Switch every "drop a single pin" in the material to "place one marker" and write all the lines out again with nothing else altered. Omit the pictures from your answer.

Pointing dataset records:
[START]
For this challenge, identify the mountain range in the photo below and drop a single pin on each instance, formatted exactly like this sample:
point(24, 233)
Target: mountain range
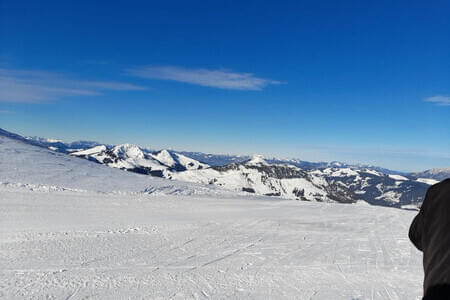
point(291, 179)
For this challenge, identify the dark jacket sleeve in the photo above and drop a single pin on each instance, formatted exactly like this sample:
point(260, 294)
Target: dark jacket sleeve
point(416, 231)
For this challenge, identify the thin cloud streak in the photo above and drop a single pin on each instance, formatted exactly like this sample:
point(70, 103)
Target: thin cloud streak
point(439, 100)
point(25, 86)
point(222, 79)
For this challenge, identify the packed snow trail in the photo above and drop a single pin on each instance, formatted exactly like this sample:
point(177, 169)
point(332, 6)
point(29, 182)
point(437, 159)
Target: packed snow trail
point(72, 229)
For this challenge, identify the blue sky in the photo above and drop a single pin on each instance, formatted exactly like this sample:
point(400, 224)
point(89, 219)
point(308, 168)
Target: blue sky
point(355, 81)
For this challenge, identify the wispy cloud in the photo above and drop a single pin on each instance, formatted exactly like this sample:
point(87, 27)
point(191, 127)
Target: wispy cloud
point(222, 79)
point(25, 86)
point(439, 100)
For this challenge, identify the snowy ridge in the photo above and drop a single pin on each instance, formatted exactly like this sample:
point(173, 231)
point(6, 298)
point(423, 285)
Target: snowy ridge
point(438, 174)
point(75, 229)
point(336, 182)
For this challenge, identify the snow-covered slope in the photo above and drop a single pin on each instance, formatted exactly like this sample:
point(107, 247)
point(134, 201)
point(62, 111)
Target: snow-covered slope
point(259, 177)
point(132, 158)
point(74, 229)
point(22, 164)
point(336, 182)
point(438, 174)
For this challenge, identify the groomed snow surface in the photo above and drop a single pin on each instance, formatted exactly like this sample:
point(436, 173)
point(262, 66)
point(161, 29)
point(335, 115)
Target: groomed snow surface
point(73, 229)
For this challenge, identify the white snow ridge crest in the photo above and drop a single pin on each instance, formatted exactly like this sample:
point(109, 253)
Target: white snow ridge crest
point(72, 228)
[END]
**Final result:**
For this challenge, identify the mountain range in the photo below and place one marker on each instance, formatted exactly like this sample:
point(24, 233)
Target: mountain range
point(291, 179)
For this challenge, identify the dark jacket sleeve in the photo above and place one marker on each instance, formatted exactly like this sample:
point(260, 294)
Target: dark jacket sleeve
point(416, 231)
For this challenge, identify the thin cloud streak in the photo above and place one marker on each instance, formatted exactly like this sample:
point(70, 103)
Target: thin cloud streak
point(439, 100)
point(25, 86)
point(222, 79)
For this challenge, identify the packed snow trail in the photo above and place one marker on each instance, formatted exactly like this sample:
point(177, 169)
point(332, 6)
point(29, 182)
point(437, 159)
Target: packed snow trail
point(72, 229)
For this challenge, identify the blue sky in the photo above and place one marker on each instance, formatted exactly like this sample:
point(400, 224)
point(89, 219)
point(308, 168)
Target: blue sky
point(355, 81)
For this challenge, identify the wispy cloud in the photo above and place one marker on each instance, formatted exactly like this sample:
point(87, 27)
point(191, 127)
Target: wispy cloud
point(222, 79)
point(25, 86)
point(439, 100)
For this challenge, identify the snowy ridge in the photo above and place one marker on each instance, formatted exactly like this sample:
point(173, 231)
point(6, 298)
point(423, 285)
Target: snowy ridge
point(438, 174)
point(75, 229)
point(336, 182)
For this challenge, identify the snow-covered slope in the photo above and place one marker on each instance, formatted exactly like this sample:
point(107, 247)
point(134, 201)
point(62, 111)
Target: snow-covered slope
point(259, 177)
point(132, 158)
point(74, 229)
point(22, 164)
point(336, 182)
point(438, 174)
For this challenge, identify the groomed snow surface in the photo above and place one marker on each instance, formatted exactly like this sample:
point(436, 173)
point(262, 66)
point(161, 29)
point(335, 115)
Target: groomed snow surface
point(73, 229)
For this challenge, identify the white snow ridge crest in the photo above and place one marker on each instance, formatted exactly like this sample:
point(109, 253)
Target: white snow ridge crest
point(72, 228)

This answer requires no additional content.